Provided passage:
============================================================
SHADOWING A NURSE PRACTITIONER πŸŒ‘

Venue: The Surgery, Haslingden   


Today, I was given the opportunity to spend my time with the Nurse Practitioner and I was quite surprised as to how similar their role is to GPs. I was able to see some patient consultations and learn some important skills and qualities required in order to work with a healthcare related career. 

The first patient I saw was mother with a 2 week old newborn child regarding the suspicion of a chest infection for herself. The nurse used the stethoscope to listen to her chest and was able to rule out a chest infection immediately due to the fact that her chest sounded very clear and there was no ‘rattling’. She then asked the patient a couple more questions before concluding that she was just suffering from a really bad cough from which she would recover from given time. Despite, the patient not requiring any medicine, the nurse assured her that she had done the right thing by coming in. I am able to reflect that this made the patient feel more comfortable and will also make sure that the patient isn’t veered off coming to the Surgery regarding any other suspicions. Additionally, the nurse prescribed the baby with some nose drops, to help try end prevent the baby from catching the cold from her mother. I learnt that to be a good practioner you will always be actively looking to improve health of anyone irregardless of whether they have specifically voiced a problem or not.

The next patient I saw was a gentleman who had two children: a four year old and a newborn child. He had come to the surgery regarding a concern about Muscular Dystrophy as both his father and brother had suffered from it. He wanted to organise some genetic testing as he was worried about himself and his children. The nurse admitted that she didn’t know much about Muscular Dystrophy so couldn’t advise the patient on the subject now. She said she would speak to the GP and then organise another appointment. I learnt to value integrity as a vital quality for a clinician to posses as you must be very honest and apparent with your patients in order for them to trust you. It’s better to admit that you don’t know rather than providing inaccurate information which could potentially harm a patient. The nurse also had to check which type of Muscular Dystrophy the patient’s brother and father were suffering from. When she did this, she explained to the patient that the reason why he wouldn’t be able to look at the records (confidentiality) so he doesn’t feel like he has been excluded from the consultation. I am able to reflect that being honest with a patient will often have a better result than not as the patient will appreciate the fact that you want to make sure you’re providing them with the correct information.
============================================================
Image point grounding data:
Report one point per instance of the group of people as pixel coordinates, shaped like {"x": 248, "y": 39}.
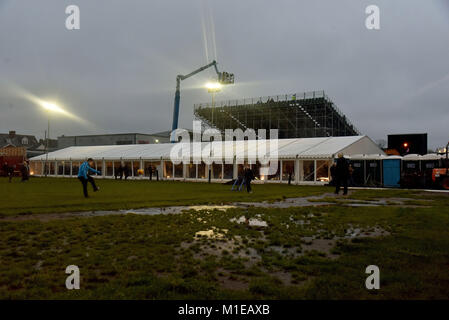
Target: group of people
{"x": 125, "y": 171}
{"x": 244, "y": 179}
{"x": 122, "y": 171}
{"x": 87, "y": 167}
{"x": 8, "y": 171}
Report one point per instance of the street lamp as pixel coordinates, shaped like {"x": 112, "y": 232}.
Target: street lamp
{"x": 49, "y": 107}
{"x": 213, "y": 88}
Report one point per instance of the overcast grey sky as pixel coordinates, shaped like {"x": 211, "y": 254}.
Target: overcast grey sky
{"x": 118, "y": 71}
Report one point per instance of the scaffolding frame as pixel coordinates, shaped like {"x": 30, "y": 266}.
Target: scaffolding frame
{"x": 303, "y": 115}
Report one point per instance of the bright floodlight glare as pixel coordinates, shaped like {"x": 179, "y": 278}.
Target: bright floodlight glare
{"x": 52, "y": 107}
{"x": 213, "y": 86}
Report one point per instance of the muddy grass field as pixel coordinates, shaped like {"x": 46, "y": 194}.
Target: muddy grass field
{"x": 302, "y": 243}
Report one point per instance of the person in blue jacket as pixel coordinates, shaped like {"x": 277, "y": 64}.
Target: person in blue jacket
{"x": 84, "y": 177}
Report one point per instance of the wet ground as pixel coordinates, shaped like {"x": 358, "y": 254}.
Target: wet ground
{"x": 322, "y": 200}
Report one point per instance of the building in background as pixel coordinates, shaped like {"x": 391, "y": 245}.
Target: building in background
{"x": 302, "y": 115}
{"x": 112, "y": 139}
{"x": 30, "y": 143}
{"x": 402, "y": 144}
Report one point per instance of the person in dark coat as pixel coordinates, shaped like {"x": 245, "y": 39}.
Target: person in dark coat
{"x": 342, "y": 174}
{"x": 84, "y": 176}
{"x": 119, "y": 172}
{"x": 249, "y": 176}
{"x": 150, "y": 172}
{"x": 126, "y": 171}
{"x": 25, "y": 171}
{"x": 5, "y": 169}
{"x": 333, "y": 169}
{"x": 10, "y": 172}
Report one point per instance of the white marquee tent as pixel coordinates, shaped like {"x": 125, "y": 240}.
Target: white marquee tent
{"x": 305, "y": 160}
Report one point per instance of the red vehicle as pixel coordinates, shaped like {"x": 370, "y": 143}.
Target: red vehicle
{"x": 440, "y": 176}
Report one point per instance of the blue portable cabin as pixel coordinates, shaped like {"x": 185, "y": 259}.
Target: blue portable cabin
{"x": 367, "y": 170}
{"x": 391, "y": 171}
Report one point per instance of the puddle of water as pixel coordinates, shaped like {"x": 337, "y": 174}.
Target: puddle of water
{"x": 252, "y": 222}
{"x": 211, "y": 233}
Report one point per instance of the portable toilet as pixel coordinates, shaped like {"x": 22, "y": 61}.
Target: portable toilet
{"x": 392, "y": 171}
{"x": 358, "y": 174}
{"x": 428, "y": 163}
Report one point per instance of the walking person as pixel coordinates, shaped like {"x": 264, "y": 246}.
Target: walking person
{"x": 236, "y": 183}
{"x": 150, "y": 172}
{"x": 5, "y": 169}
{"x": 84, "y": 177}
{"x": 342, "y": 172}
{"x": 333, "y": 170}
{"x": 249, "y": 176}
{"x": 25, "y": 171}
{"x": 119, "y": 172}
{"x": 10, "y": 172}
{"x": 126, "y": 171}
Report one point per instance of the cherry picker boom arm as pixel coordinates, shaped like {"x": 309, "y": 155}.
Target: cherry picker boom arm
{"x": 179, "y": 78}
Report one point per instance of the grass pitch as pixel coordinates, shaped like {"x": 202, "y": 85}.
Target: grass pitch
{"x": 303, "y": 253}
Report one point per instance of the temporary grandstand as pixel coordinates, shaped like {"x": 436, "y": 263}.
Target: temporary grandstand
{"x": 304, "y": 115}
{"x": 305, "y": 161}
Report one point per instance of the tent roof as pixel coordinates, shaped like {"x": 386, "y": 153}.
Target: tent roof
{"x": 305, "y": 148}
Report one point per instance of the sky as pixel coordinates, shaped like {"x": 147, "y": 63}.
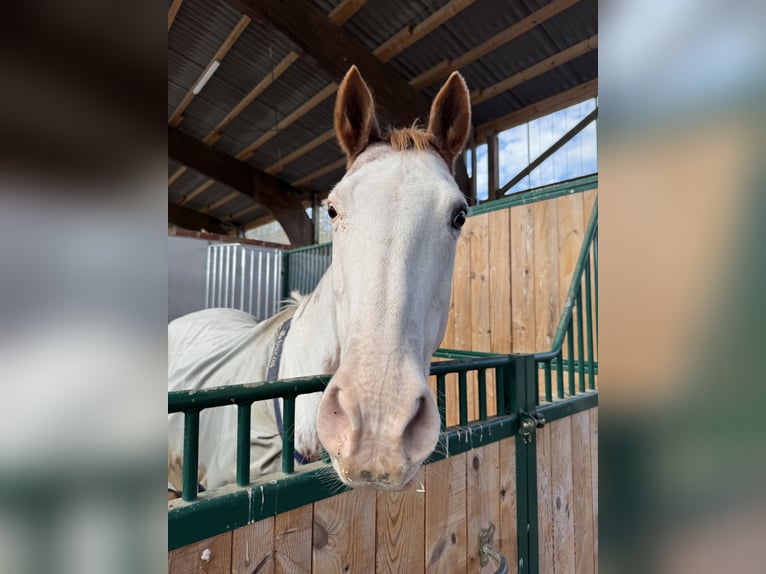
============================================================
What you should do:
Using the account of shadowing a nurse practitioner, answer these questions.
(a) What did the nurse prescribe for the newborn baby?
(b) Which two relatives of the second patient had suffered from Muscular Dystrophy?
(c) What did the nurse say she would do after admitting she didn't know much about Muscular Dystrophy?

The completed task:
(a) Nose drops.
(b) His father and his brother.
(c) She said she would speak to the GP and then organize another appointment.